• [Given data]
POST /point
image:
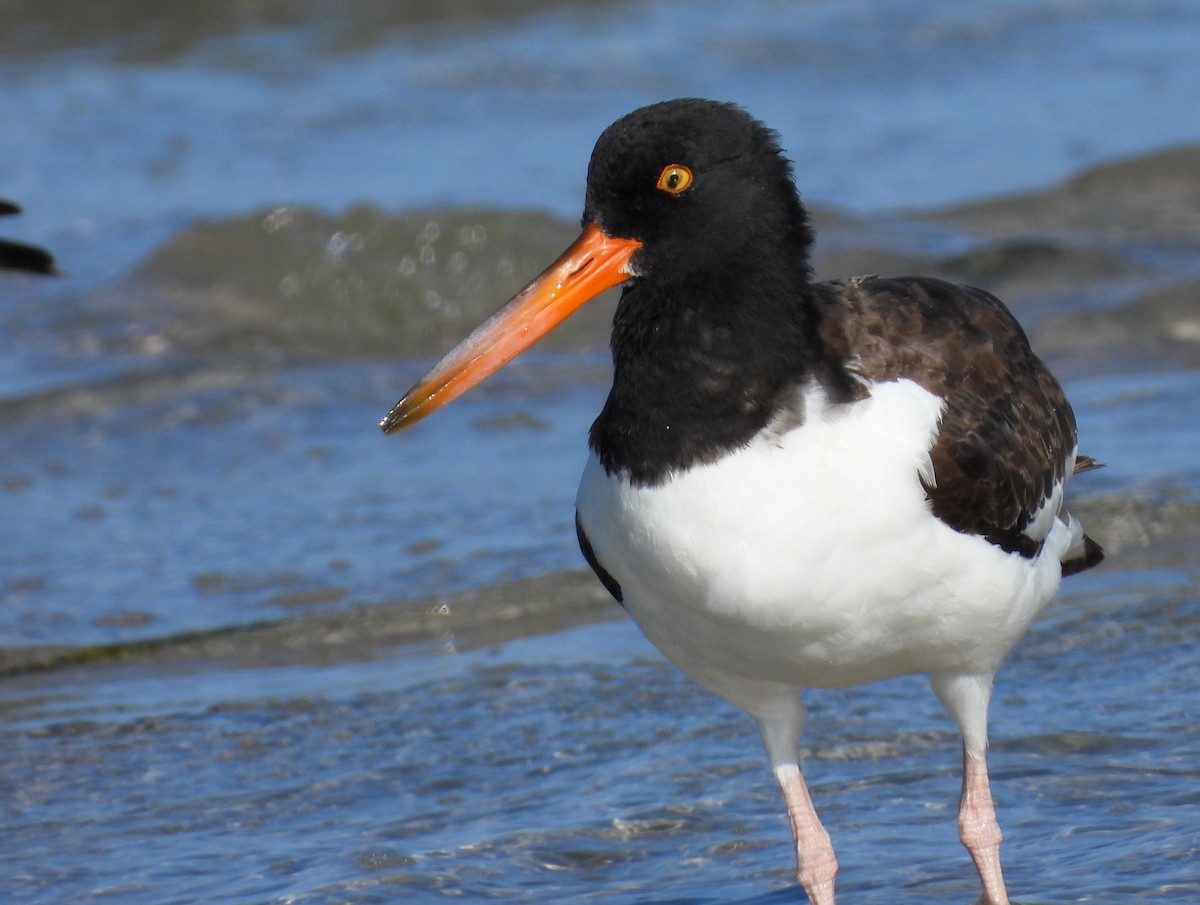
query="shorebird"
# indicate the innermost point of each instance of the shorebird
(797, 484)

• [Instructions to follow] Copy every line of the records above verbatim, leaving out the pictures.

• [Result of the task]
POST /point
image:
query="shorebird"
# indicate the innermost point of each instance of the shorebird
(797, 484)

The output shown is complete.